» **Work instructions**:
Output the records. Match them exactly.

» **Task input**:
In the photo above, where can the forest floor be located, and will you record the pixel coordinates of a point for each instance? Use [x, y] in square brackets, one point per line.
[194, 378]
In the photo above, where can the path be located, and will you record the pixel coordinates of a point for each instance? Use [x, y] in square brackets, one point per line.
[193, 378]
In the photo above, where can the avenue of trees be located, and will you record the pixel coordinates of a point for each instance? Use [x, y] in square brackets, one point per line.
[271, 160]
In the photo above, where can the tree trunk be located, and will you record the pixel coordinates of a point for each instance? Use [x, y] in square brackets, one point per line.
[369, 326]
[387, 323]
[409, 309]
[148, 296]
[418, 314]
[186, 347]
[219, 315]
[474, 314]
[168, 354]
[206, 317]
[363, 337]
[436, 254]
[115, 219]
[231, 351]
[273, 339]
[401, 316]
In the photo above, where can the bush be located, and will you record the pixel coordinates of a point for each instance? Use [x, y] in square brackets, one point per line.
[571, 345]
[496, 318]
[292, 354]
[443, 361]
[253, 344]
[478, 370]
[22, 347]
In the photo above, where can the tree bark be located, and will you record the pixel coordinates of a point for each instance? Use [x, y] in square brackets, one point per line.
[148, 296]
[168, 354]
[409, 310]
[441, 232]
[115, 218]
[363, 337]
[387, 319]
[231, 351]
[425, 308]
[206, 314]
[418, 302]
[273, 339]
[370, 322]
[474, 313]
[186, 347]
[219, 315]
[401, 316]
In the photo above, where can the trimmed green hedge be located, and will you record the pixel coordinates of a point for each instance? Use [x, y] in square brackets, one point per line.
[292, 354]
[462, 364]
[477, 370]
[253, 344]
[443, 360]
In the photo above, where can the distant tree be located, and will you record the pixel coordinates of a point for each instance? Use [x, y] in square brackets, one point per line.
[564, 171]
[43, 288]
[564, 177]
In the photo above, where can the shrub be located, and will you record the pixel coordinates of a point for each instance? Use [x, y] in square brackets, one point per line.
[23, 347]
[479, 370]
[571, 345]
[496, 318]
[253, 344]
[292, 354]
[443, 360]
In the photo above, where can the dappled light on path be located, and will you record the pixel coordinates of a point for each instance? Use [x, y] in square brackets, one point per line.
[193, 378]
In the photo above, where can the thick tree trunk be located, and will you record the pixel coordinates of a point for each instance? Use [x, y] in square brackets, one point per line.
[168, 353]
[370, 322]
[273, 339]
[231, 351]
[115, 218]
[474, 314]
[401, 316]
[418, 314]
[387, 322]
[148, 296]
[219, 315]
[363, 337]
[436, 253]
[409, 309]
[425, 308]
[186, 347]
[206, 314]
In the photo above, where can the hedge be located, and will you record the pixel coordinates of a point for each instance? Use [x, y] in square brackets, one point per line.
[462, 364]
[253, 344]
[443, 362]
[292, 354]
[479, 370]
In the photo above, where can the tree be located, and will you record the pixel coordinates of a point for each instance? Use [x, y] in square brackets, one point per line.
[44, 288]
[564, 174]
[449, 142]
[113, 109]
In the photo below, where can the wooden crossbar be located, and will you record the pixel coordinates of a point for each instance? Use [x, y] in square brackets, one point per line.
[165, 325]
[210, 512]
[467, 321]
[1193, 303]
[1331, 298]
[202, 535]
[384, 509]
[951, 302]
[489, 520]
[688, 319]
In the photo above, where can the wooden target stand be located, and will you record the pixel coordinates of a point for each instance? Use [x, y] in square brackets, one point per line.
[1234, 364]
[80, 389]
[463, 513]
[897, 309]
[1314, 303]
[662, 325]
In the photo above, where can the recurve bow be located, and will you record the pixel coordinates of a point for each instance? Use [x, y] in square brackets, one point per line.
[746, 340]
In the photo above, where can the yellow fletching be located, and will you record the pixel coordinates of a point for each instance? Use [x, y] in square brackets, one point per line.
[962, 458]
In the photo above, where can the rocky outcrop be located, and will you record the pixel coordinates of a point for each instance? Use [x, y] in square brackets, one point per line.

» **Correct output**:
In the photo above, where can the forest floor be located, and will you record the pixel coordinates of a point for each instance? Use [x, y] in square brackets, one point per line.
[194, 378]
In the photo above, where can the path be located, and will you record the pixel coordinates of a point for each instance? Use [x, y] in square brackets, one point per line.
[193, 378]
In the photo above, where can the avenue of trees be located, and will you record the pixel coordinates of a point for each instance? Use [x, y] in square brackets, one point per line.
[271, 160]
In the photo above, where can the tree trunk be located, and will you record the pixel coordinates of a point for each instance? Use [x, y] in square brackets, one point per line.
[369, 326]
[387, 323]
[409, 309]
[148, 296]
[418, 314]
[186, 347]
[219, 315]
[474, 314]
[168, 354]
[206, 317]
[363, 337]
[436, 254]
[115, 219]
[231, 351]
[273, 339]
[401, 316]
In the photo above, where can the bush be located, and will you record the pixel coordinates of a point for each instance? Use [x, y] in square brackets, one point per line.
[571, 345]
[496, 318]
[292, 354]
[443, 361]
[253, 344]
[478, 370]
[22, 347]
In the photo above, where can the tree bark be located, and will you record the pixel coordinates of a point for each instance? Use [x, y] in square brackets, one point per line.
[148, 296]
[168, 354]
[409, 310]
[441, 232]
[115, 218]
[363, 337]
[387, 319]
[231, 351]
[425, 308]
[206, 314]
[418, 302]
[273, 339]
[370, 322]
[474, 313]
[186, 347]
[219, 315]
[401, 316]
In the photo above, where can the trimmed green hedge be located, and will you record the pixel coordinates of a point for each instance? Use [x, y] in square brackets, one point per line.
[292, 354]
[462, 364]
[477, 370]
[253, 344]
[443, 360]
In the photo above, where can the distant tree be located, and will you record the pixel coordinates of a point for each instance? Use [x, y] in square brackets, one point per line.
[564, 171]
[43, 288]
[564, 177]
In the photo above, where can the shrub be located, and will you record the pixel coordinates of a point for each instance? Use [x, y] in square brackets, one point per line.
[23, 347]
[479, 370]
[571, 345]
[496, 318]
[253, 344]
[292, 354]
[443, 360]
In the photo above, where can the dappled light on path be located, and will you record the pixel coordinates of a point for each instance? Use [x, y] in square brackets, one point per line.
[193, 378]
In the photo above, where can the thick tree trunk be located, and will you record the pixel coordinates of a point for each instance? Use [x, y] in square brackets, one point per line.
[168, 353]
[370, 322]
[273, 339]
[231, 351]
[115, 218]
[474, 314]
[401, 316]
[418, 314]
[387, 322]
[148, 296]
[219, 315]
[363, 337]
[436, 253]
[409, 309]
[425, 308]
[186, 347]
[206, 314]
In the photo above, where can the hedge be located, and will you record the pixel coordinates of a point for each instance? Use [x, y] in square brackets, one point per line.
[462, 364]
[253, 344]
[443, 362]
[292, 354]
[479, 370]
In the photo above, where can the tree be located, and will you record the pixel coordinates of a point for each instance? Use [x, y] in square brackets, one point per line.
[44, 288]
[564, 174]
[449, 142]
[113, 109]
In the photo below, where can the wooden crossbar be located, and will you record the pixel coordinates of a point for each instance? Use [x, y] in square brackets, one point per line.
[165, 325]
[210, 512]
[467, 321]
[1193, 303]
[1331, 298]
[202, 535]
[384, 509]
[951, 302]
[489, 520]
[688, 319]
In the photo above, where can the wooden target stand be located, and will you record the pixel coordinates of a point for each instance? Use [x, y] in square brackets, one point per line.
[1234, 364]
[80, 389]
[463, 513]
[897, 309]
[1314, 303]
[662, 325]
In the photo above, where can the recurve bow be located, and will you record the pixel coordinates of a point for each instance? Use [x, y] in square brackets, one point per line.
[746, 340]
In the photo above, where can the yellow fletching be located, and will you record the pixel coordinates of a point for each instance? Use [x, y] in square brackets, one point per line.
[962, 458]
In the photo above, where can the rocky outcrop be located, and will you record the pixel coordinates of a point for each instance? Use [x, y] in square brackets, one point per line.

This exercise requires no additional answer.